#### 文本块 ####

再配置本文之前请先阅读http://blog.youkuaiyun.com/u010257584/article/details/56278009点击打开链接,关于Nagios的其他内容请关注作者陆续更新!
1.Nagios配置文件简介
先说一下“private”和“public”服务、应用及协议,这里的“private”是指主机的CPU load、Memory usage、Disk usage、Logged in users、Running processes等服务,“public”服务是指可以通过本地网络或者互联网连接获得的服务,比如:HTTP,POP3,IMAP,FTP以及SSH,其实在日常使用中还有更多的基础服务,这些服务与应用,包括所依托的协议,可以被Nagios直接监控而不需要额外的插件来支持。相反,“private”服务如果没有某些中间件做代理Nagios是无法监控的,关于远程Linux/UNIX主机的“private”服务监控,可以参考后续博文介绍的NRPE的内容。
本节就常见的一些服务的监控配置做一些简单的说明。
1.Nagios目录结构
对应各目录的内容如下:
目录名称 | 目录内容 |
bin | Nagios可执行程序所在目录 |
etc | Nagios配置文件目录 |
sbin | Nagios cgi文件所在目录,也就是执行外部命令所需要文件所在的目录 |
share | Nagios网页存放路径 |
libexec | Nagios外部插件存放目录 |
var | Nagios日志文件、Lock等文件所在的目录 |
var/archives | Nagios日志自动归档目录 |
var/rw | 用来存放外部命令文件的目录 |
2.Nagios配置文件关系
Nagios的配置文件包括:主配置文件、资源文件、对象定义文件和CGI配置文件。主配置文件包含影响Nagios Core守护程序操作方式的许多指令,此配置文件由Nagios Core守护程序和CGI读取;资源文件用于存储用户定义的宏,主要是用来存储敏感的配置信息(如密码),而不使它们可用于CGI;对象定义文件用于定义主机,服务,主机组,联系人,联系人组,命令等;CGI配置文件中包含了一些影响操作指令的CGI,它还包含一个引用主配置文件,知道Nagios的配置内容和对象定义存储的位置,它们的关系如下:
3.Nagios配置文件简介
Nagios安装成功后,会在/usr/local/nagios/etc目录下生成相应的主机,服务、命令、模板等配置文件,同时也可看到之前设置的Nagios授权目录认证文件htpasswed.users,而Object目录是存放一些配置文件模板,主要用于定义Nagios对象。
Nagios配置目录与文件:
Nagios对象模板文件如下:
对应的配置文件简介如下:
配置文件 | 说明 |
cgi.cfg | 控制CGI访问的配置文件 |
nagios.cfg | Nagios主配置文件 |
resource.cfg | 变量定义文件,又称为资源文件,在此文件中定义变量,以便由其他配置文件引用,如$USER1$ |
objects | objects是一个目录,在此目录下有很多配置文件模板,用于定义Nagios对象 |
objects/commands.cfg | 命令定义配置文件,其中定义的命令可以被其他配置文件引用 |
objects/contacts.cfg | 定义联系人和联系人组的配置文件 |
objects/localhost.cfg | 定义监控本地主机的配置文件 |
objects/printer.cfg | 定义监控打印机的一个配置文件模板,默认没有启用此文件 |
objects/switch.cfg | 监控路由器的一个配置文件模板,默认没有启用此文件 |
objects/templates.cfg | 定义主机和服务的一个模板配置文件,可以在其他配置文件中引用 |
objects/timeperiods.cfg | 定义Nagios监控时间段的配置文件 |
objects/windows.cfg | 监控Windows主机的一个配置文件模板,默认没有启用此文件 |
备注: | Nagios在配置方面非常灵活,默认的配置文件并不是必需的。可以使用这些默认的配置文件, 也可以创建自己的配置文件,然后在主配置文件nagios.cfg中引用即可。 |
2.Nagios配置模板简介
Nagios的配置过程可从五个步骤来入手,参见接下来的5节内容:
2.1.定义主机或服务出现问题时要通知的联系人和联系人组
1.contact用于识别在网络中出现问题时应联系的人。

#### 给定条目 ####

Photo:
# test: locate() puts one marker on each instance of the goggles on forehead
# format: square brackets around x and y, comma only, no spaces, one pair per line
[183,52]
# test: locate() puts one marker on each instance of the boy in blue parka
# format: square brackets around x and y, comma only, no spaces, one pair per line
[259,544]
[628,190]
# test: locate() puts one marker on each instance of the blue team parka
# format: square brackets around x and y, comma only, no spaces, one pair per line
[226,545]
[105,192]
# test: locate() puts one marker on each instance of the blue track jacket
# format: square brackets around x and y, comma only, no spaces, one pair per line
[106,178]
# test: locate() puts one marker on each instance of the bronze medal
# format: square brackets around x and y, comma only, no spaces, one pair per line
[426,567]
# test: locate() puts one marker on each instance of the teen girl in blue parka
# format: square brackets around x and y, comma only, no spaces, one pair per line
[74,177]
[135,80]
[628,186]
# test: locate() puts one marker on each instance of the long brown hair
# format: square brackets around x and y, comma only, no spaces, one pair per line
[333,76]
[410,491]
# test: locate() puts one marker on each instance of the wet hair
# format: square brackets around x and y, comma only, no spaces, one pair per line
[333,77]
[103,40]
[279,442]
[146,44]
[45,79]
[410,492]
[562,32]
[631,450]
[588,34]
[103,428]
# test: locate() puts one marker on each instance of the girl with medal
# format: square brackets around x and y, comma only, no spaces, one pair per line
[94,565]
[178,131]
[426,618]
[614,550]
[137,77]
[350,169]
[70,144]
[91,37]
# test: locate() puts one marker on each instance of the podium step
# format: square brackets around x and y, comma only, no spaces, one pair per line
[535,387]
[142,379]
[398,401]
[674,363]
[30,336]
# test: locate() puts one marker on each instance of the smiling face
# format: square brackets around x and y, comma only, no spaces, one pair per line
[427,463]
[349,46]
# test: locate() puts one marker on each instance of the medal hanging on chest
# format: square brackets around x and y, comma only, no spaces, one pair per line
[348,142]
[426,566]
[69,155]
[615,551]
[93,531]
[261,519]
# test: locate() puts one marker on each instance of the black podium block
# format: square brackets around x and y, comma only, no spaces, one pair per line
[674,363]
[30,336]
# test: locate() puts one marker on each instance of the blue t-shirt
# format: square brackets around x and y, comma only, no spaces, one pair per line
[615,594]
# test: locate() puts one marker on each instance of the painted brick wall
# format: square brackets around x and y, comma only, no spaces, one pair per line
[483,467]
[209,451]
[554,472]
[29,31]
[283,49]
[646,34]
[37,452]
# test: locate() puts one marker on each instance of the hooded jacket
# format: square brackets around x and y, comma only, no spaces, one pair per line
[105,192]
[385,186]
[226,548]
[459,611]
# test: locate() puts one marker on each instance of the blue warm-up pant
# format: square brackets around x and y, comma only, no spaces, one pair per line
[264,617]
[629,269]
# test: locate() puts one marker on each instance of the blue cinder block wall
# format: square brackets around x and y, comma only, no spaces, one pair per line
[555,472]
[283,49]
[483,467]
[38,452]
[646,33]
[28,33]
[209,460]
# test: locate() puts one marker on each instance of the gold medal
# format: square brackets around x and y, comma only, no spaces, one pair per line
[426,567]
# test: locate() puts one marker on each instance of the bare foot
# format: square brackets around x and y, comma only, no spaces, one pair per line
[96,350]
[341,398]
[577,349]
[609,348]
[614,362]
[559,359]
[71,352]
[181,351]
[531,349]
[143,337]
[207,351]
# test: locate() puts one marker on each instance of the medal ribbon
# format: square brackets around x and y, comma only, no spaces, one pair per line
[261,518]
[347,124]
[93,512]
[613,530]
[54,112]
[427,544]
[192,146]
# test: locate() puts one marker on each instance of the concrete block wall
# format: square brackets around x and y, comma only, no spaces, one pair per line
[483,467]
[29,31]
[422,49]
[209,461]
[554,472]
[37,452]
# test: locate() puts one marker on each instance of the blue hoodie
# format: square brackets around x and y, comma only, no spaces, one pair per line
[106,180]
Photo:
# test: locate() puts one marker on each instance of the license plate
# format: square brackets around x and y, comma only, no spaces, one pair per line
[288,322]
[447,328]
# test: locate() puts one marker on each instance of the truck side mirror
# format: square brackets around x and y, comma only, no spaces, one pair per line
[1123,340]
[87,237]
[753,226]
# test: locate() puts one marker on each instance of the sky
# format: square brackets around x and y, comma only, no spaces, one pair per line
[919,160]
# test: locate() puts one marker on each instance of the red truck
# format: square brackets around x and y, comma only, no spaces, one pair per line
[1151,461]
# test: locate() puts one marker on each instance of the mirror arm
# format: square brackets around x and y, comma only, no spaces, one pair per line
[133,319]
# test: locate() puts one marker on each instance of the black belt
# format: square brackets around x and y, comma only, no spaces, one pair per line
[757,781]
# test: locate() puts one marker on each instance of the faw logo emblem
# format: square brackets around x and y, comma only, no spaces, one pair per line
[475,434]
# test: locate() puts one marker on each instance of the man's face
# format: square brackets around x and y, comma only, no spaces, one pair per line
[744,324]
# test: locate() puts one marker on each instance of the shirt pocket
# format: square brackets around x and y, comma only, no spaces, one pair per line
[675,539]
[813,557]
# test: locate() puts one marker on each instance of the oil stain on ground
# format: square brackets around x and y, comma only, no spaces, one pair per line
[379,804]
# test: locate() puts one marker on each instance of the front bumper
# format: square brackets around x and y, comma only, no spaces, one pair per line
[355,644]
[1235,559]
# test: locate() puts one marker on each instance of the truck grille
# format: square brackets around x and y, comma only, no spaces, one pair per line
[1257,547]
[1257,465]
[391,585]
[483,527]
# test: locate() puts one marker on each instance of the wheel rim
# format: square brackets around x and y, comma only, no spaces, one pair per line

####

▶ **练习任务**
• A. 请根据Nagios配置说明回答下列问题:
(i) var/rw目录用来存放什么?
(ii) resource.cfg又被称为什么文件?
(iii) Nagios的配置过程可以从几个步骤入手?
• B. 从Nagios配置说明中原样摘录一段:从含有“1.Nagios配置文件简介”的那几个字开始,到“本节就常见的一些服务的监控配置做一些简单的说明。”之后结束。
以上条目是独立的材料,与文本块无关。

▶ **参考答案**
• A.
(i) 外部命令文件。
(ii) 资源文件。
(iii) 五个步骤。

• B.
1.Nagios配置文件简介
先说一下“private”和“public”服务、应用及协议,这里的“private”是指主机的CPU load、Memory usage、Disk usage、Logged in users、Running processes等服务,“public”服务是指可以通过本地网络或者互联网连接获得的服务,比如:HTTP,POP3,IMAP,FTP以及SSH,其实在日常使用中还有更多的基础服务,这些服务与应用,包括所依托的协议,可以被Nagios直接监控而不需要额外的插件来支持。相反,“private”服务如果没有某些中间件做代理Nagios是无法监控的,关于远程Linux/UNIX主机的“private”服务监控,可以参考后续博文介绍的NRPE的内容。
本节就常见的一些服务的监控配置做一些简单的说明。